(Point labeling examples)
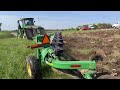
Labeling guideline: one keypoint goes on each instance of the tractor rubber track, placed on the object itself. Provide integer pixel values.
(57, 43)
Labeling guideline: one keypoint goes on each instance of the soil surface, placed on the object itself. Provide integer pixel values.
(105, 44)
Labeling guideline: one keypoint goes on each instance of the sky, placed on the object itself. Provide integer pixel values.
(58, 19)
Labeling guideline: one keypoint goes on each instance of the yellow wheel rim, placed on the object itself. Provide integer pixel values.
(29, 69)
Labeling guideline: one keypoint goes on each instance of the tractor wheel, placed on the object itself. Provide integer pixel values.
(29, 34)
(33, 68)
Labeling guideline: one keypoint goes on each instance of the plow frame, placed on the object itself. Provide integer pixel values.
(45, 54)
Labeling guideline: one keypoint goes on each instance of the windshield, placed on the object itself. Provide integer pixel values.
(29, 22)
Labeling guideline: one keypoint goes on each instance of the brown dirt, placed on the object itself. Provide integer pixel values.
(104, 43)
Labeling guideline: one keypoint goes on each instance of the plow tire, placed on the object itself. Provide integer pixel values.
(29, 34)
(33, 68)
(57, 43)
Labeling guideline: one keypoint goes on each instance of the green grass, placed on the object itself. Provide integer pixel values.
(13, 53)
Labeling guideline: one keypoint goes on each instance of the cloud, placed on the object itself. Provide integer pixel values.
(9, 22)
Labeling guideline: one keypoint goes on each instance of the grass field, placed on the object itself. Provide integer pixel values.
(13, 53)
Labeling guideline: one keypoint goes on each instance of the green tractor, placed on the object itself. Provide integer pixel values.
(0, 26)
(27, 29)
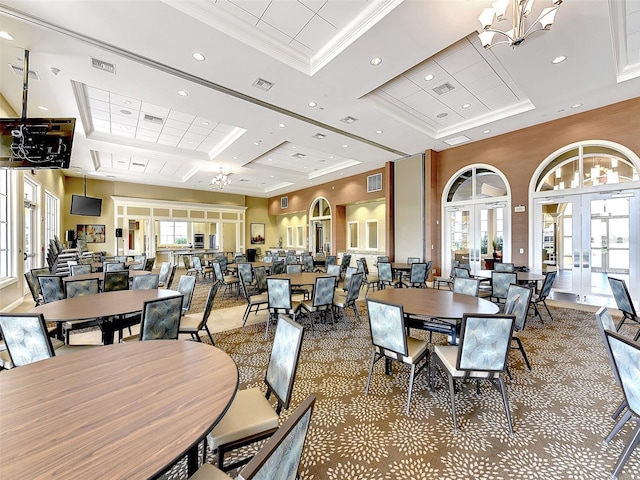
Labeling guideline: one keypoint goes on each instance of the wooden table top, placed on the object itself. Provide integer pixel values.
(100, 275)
(430, 302)
(128, 410)
(107, 304)
(304, 278)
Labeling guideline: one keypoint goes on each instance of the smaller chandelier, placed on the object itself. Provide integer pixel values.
(221, 180)
(520, 10)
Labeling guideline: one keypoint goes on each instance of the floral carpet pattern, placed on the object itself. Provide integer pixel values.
(561, 409)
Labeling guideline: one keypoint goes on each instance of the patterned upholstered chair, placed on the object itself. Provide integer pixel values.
(279, 299)
(466, 286)
(80, 288)
(517, 303)
(417, 276)
(194, 323)
(626, 357)
(341, 302)
(145, 282)
(281, 454)
(229, 282)
(251, 417)
(186, 285)
(605, 322)
(322, 301)
(254, 302)
(80, 269)
(26, 338)
(52, 288)
(161, 319)
(163, 274)
(500, 282)
(503, 267)
(541, 297)
(114, 281)
(480, 355)
(390, 340)
(625, 304)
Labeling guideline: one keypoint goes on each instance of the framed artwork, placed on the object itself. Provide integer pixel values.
(257, 234)
(91, 233)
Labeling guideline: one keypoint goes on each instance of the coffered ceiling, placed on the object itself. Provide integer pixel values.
(285, 94)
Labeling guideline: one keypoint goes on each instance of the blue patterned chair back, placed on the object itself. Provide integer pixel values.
(605, 322)
(521, 304)
(283, 361)
(545, 290)
(294, 268)
(186, 285)
(145, 282)
(622, 297)
(246, 270)
(163, 275)
(161, 319)
(261, 278)
(52, 288)
(307, 261)
(80, 288)
(279, 294)
(466, 286)
(324, 291)
(386, 322)
(80, 269)
(114, 281)
(503, 267)
(626, 357)
(384, 272)
(26, 338)
(500, 282)
(485, 341)
(418, 272)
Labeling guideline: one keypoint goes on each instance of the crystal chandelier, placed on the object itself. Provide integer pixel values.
(520, 10)
(221, 180)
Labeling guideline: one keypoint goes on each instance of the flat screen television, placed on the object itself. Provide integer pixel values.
(36, 142)
(88, 206)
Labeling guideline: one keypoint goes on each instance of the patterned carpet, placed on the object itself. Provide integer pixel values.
(561, 409)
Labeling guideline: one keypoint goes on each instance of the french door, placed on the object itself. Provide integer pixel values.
(588, 238)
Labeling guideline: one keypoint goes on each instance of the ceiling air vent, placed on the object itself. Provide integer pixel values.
(263, 84)
(153, 119)
(444, 88)
(374, 183)
(102, 65)
(33, 75)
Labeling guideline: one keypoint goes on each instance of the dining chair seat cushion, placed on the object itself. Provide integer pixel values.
(209, 472)
(250, 413)
(448, 355)
(415, 349)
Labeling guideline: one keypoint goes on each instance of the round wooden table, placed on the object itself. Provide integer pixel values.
(129, 410)
(107, 304)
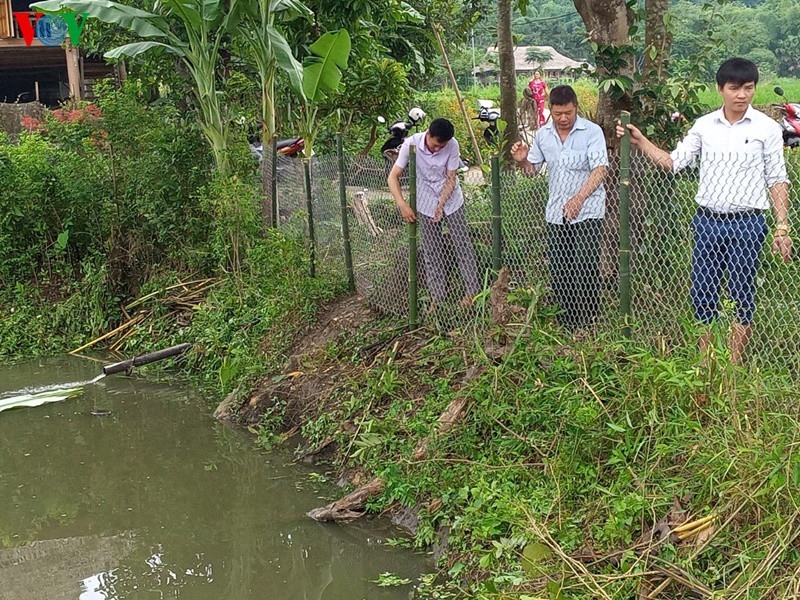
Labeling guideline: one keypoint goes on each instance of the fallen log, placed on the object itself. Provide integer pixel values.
(353, 506)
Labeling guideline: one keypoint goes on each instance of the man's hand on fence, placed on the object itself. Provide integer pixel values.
(572, 209)
(407, 214)
(782, 244)
(520, 151)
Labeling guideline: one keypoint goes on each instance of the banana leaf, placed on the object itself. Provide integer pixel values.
(40, 398)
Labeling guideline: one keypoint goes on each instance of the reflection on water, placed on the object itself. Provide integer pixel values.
(156, 500)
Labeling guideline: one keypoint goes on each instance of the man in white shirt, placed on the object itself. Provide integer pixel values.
(742, 171)
(575, 152)
(439, 200)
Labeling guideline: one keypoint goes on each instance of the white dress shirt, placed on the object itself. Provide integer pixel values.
(569, 164)
(432, 168)
(739, 161)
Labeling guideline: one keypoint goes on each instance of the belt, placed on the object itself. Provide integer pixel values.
(707, 212)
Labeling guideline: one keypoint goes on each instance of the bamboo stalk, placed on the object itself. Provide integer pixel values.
(139, 301)
(137, 319)
(476, 149)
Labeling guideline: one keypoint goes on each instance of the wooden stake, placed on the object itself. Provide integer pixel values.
(475, 147)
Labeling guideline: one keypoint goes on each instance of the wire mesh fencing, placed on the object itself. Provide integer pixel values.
(571, 269)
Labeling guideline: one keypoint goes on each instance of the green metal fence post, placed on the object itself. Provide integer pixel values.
(413, 306)
(348, 250)
(625, 226)
(310, 210)
(497, 219)
(274, 190)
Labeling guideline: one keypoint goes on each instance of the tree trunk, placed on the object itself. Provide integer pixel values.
(607, 22)
(508, 79)
(656, 37)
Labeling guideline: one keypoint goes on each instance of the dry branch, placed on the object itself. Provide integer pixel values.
(353, 505)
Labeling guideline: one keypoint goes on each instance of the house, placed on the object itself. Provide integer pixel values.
(555, 67)
(37, 62)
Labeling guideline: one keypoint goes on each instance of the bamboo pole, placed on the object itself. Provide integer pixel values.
(497, 219)
(476, 149)
(137, 319)
(348, 250)
(274, 190)
(413, 298)
(624, 226)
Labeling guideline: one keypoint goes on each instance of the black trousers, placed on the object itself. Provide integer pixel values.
(573, 252)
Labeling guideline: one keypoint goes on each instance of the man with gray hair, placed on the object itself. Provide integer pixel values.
(575, 152)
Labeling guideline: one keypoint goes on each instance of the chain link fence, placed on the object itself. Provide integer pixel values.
(572, 272)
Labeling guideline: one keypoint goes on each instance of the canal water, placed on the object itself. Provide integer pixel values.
(157, 500)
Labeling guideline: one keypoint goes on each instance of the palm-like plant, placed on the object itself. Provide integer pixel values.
(204, 23)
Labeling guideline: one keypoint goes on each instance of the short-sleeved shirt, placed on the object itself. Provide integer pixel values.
(568, 167)
(739, 161)
(432, 168)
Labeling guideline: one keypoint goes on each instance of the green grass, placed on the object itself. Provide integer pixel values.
(571, 445)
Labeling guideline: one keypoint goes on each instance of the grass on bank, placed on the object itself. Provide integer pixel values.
(571, 451)
(241, 330)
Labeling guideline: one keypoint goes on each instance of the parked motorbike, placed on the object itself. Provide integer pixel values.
(398, 132)
(290, 148)
(488, 113)
(790, 120)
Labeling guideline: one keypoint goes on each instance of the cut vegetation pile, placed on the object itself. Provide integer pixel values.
(572, 469)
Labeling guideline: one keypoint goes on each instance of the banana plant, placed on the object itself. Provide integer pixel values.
(260, 31)
(204, 23)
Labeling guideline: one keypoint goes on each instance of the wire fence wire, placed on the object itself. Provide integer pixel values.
(570, 270)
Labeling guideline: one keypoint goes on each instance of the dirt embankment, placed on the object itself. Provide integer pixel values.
(315, 371)
(310, 373)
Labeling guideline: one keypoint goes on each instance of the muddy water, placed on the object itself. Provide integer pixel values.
(157, 500)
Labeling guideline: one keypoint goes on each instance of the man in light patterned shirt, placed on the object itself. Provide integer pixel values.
(742, 171)
(574, 150)
(440, 201)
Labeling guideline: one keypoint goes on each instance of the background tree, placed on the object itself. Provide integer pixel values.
(537, 56)
(508, 78)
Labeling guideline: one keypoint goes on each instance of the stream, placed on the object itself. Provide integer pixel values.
(132, 491)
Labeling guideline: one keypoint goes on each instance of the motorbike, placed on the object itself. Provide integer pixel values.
(290, 148)
(488, 113)
(790, 119)
(398, 132)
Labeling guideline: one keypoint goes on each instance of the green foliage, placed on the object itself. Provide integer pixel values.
(573, 445)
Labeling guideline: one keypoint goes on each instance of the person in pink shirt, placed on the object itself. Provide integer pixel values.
(538, 87)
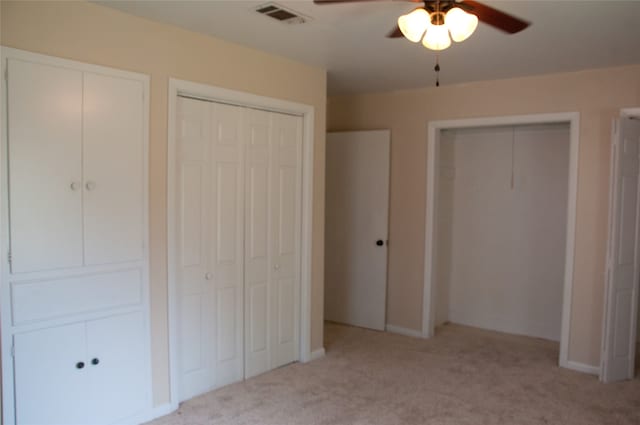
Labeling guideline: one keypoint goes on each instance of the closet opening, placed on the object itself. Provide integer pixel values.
(500, 224)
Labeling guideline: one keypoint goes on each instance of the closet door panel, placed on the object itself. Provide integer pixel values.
(257, 284)
(45, 173)
(49, 387)
(113, 169)
(116, 367)
(285, 195)
(227, 236)
(195, 284)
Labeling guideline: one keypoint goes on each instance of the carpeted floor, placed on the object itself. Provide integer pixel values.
(463, 376)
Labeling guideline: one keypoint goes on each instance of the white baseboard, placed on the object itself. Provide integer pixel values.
(155, 412)
(584, 368)
(403, 331)
(317, 354)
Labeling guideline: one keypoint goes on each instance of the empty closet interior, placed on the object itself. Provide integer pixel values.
(238, 195)
(501, 228)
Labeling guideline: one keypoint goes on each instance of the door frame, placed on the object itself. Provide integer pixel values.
(624, 112)
(433, 133)
(233, 97)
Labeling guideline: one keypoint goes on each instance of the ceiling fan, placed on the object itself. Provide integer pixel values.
(433, 22)
(437, 19)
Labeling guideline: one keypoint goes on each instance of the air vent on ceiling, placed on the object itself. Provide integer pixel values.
(281, 14)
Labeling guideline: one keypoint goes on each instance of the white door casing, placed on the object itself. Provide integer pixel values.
(357, 208)
(622, 273)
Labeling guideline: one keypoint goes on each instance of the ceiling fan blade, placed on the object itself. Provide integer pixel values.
(395, 33)
(323, 2)
(494, 17)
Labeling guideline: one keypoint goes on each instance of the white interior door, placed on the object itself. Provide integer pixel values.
(622, 263)
(285, 195)
(257, 261)
(272, 223)
(227, 240)
(195, 292)
(210, 252)
(357, 211)
(45, 134)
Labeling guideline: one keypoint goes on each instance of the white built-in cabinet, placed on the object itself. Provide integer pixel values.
(75, 315)
(238, 194)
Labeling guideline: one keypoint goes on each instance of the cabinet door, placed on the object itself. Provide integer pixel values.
(113, 117)
(49, 386)
(116, 368)
(45, 195)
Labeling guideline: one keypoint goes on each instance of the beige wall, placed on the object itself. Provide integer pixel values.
(95, 34)
(597, 95)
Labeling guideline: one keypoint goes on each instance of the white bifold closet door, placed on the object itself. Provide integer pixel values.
(238, 242)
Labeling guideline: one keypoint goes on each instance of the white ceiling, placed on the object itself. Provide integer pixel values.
(349, 39)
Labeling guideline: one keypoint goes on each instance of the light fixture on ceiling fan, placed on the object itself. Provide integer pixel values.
(437, 19)
(434, 28)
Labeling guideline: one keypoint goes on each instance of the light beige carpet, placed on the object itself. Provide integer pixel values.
(463, 376)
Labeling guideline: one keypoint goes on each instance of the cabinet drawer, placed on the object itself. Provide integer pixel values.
(41, 300)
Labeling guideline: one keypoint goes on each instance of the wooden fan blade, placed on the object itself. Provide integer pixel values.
(494, 17)
(395, 33)
(323, 2)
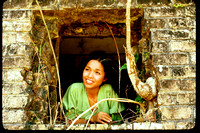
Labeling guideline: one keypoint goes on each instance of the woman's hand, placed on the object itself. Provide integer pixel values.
(101, 117)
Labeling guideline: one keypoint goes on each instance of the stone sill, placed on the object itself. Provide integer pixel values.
(130, 126)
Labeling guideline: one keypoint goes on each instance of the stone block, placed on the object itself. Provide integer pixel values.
(14, 49)
(13, 116)
(190, 11)
(184, 72)
(16, 62)
(185, 125)
(166, 112)
(160, 47)
(155, 23)
(177, 85)
(169, 34)
(141, 126)
(14, 126)
(169, 125)
(9, 38)
(163, 72)
(14, 88)
(182, 46)
(12, 101)
(186, 98)
(182, 22)
(11, 75)
(164, 11)
(193, 58)
(179, 59)
(166, 99)
(181, 34)
(156, 126)
(161, 34)
(160, 59)
(23, 37)
(169, 86)
(188, 85)
(17, 14)
(153, 2)
(181, 113)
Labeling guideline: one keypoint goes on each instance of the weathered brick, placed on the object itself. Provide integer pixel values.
(11, 75)
(190, 11)
(9, 38)
(187, 85)
(177, 85)
(169, 34)
(182, 22)
(161, 34)
(168, 125)
(176, 112)
(14, 49)
(184, 72)
(164, 11)
(17, 14)
(23, 38)
(154, 2)
(14, 126)
(14, 88)
(155, 23)
(11, 101)
(178, 59)
(163, 72)
(186, 98)
(185, 125)
(143, 125)
(160, 59)
(16, 62)
(13, 116)
(181, 34)
(166, 113)
(182, 112)
(182, 46)
(19, 26)
(193, 58)
(156, 126)
(169, 85)
(166, 99)
(170, 59)
(159, 47)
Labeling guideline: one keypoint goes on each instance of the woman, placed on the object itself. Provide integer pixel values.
(81, 96)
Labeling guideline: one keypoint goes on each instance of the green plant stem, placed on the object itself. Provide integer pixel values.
(107, 99)
(117, 54)
(54, 56)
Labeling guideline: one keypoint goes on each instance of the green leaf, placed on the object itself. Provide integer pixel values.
(136, 57)
(123, 66)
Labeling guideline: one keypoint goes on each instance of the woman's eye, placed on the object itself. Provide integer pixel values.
(98, 73)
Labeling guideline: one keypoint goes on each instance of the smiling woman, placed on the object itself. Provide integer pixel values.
(97, 76)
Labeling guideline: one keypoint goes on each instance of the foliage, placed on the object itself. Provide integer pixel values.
(179, 5)
(140, 100)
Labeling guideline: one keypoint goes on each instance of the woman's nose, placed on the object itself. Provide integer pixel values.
(90, 74)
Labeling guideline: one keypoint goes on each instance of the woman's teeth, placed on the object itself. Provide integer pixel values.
(89, 81)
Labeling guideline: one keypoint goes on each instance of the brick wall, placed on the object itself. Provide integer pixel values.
(173, 55)
(16, 53)
(173, 39)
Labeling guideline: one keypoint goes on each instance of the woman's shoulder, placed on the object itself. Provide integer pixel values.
(107, 87)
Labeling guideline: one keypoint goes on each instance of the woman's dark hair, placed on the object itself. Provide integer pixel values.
(110, 68)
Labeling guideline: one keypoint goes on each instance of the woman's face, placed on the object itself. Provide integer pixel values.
(93, 74)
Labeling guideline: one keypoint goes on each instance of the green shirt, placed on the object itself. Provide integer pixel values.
(75, 102)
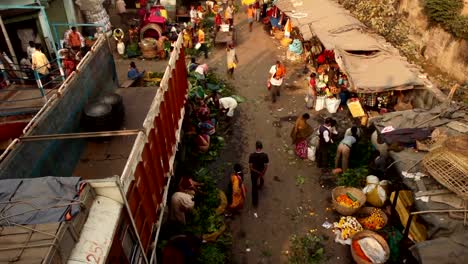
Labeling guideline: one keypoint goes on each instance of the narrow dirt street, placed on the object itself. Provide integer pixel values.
(292, 201)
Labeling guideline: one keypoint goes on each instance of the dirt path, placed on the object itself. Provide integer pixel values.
(292, 201)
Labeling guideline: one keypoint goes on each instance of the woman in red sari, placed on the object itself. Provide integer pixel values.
(237, 191)
(299, 135)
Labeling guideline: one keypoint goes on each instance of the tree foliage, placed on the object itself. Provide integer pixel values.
(447, 13)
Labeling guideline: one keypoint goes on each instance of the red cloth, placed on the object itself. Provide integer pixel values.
(218, 19)
(74, 39)
(69, 66)
(301, 149)
(321, 59)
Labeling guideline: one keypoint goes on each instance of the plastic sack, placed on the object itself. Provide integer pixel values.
(121, 48)
(311, 153)
(375, 192)
(332, 104)
(296, 46)
(373, 250)
(314, 140)
(320, 103)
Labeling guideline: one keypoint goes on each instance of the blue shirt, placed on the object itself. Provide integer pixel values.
(348, 140)
(133, 74)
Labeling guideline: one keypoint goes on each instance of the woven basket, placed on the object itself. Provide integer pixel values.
(285, 42)
(222, 202)
(213, 236)
(458, 144)
(360, 196)
(449, 168)
(148, 48)
(279, 35)
(366, 211)
(380, 239)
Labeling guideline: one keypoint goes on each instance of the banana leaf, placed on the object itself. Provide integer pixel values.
(238, 98)
(213, 87)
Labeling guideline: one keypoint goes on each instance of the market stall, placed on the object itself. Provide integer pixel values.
(379, 79)
(434, 168)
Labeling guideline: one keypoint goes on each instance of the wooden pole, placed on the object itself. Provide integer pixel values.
(81, 135)
(7, 40)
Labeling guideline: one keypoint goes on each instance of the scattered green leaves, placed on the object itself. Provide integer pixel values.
(353, 177)
(307, 249)
(211, 253)
(300, 180)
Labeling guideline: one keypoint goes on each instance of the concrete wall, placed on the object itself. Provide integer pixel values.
(438, 47)
(59, 157)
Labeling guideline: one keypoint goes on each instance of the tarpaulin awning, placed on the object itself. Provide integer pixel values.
(371, 63)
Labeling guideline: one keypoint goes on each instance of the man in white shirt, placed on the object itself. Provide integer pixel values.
(31, 49)
(193, 15)
(228, 104)
(229, 14)
(325, 141)
(277, 73)
(181, 202)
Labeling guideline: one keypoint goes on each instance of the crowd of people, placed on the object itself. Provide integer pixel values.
(182, 201)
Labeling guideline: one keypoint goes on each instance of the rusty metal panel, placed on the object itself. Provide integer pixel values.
(152, 161)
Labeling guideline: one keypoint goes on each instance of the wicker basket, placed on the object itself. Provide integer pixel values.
(449, 168)
(222, 202)
(285, 42)
(360, 196)
(213, 236)
(458, 144)
(148, 48)
(380, 239)
(366, 211)
(279, 35)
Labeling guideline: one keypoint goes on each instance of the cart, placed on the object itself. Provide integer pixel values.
(226, 35)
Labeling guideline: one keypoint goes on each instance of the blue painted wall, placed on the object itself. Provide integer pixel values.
(59, 157)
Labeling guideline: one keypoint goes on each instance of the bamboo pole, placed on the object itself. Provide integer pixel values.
(7, 40)
(81, 135)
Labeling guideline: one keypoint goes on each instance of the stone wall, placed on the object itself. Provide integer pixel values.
(438, 47)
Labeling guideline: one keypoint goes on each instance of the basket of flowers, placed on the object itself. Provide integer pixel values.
(347, 200)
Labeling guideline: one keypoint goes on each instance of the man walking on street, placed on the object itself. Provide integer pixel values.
(250, 16)
(325, 141)
(201, 40)
(231, 60)
(277, 73)
(75, 40)
(258, 162)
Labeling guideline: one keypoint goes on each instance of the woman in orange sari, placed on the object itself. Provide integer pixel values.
(237, 190)
(299, 135)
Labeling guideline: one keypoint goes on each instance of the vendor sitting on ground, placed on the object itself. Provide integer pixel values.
(181, 203)
(207, 125)
(187, 183)
(344, 149)
(133, 73)
(228, 104)
(193, 65)
(202, 69)
(300, 134)
(203, 141)
(237, 191)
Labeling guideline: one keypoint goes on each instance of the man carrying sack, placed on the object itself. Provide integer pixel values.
(277, 73)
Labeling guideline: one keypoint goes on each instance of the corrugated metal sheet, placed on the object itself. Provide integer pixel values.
(338, 30)
(150, 163)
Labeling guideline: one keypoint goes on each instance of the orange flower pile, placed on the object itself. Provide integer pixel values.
(358, 250)
(374, 221)
(344, 200)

Prompt.
Repeat exactly, and only, the lines of the records above, starting with the line that contains "woman in orange" and ending with the final line, both included.

Result of the task.
Labeling guideline: one keypoint goes on each instance of the woman in orange sari, placed on the object itself. Provide integer pixel values.
(237, 190)
(299, 135)
Labeling guideline: one keypoint goes on each instance of the vendor sitting on ground, placed on the object itself. Provide integer pixel values.
(181, 203)
(207, 125)
(187, 183)
(344, 149)
(133, 73)
(228, 104)
(193, 65)
(202, 69)
(300, 134)
(203, 141)
(237, 191)
Labeling guideline: one keypoint goes on each instance of the man carrying sack, placed on the object itself. Provide integer pixel values.
(277, 73)
Labeling guideline: one keypoint goes on each instance of the corrugated metal sheet, placed on the object itself. Provide integer pixel values.
(338, 30)
(150, 163)
Labeling guideline: one keypoint goes on each instance of the orange flower pile, placed on the object itself. Provide integer pixel values.
(358, 250)
(374, 221)
(344, 200)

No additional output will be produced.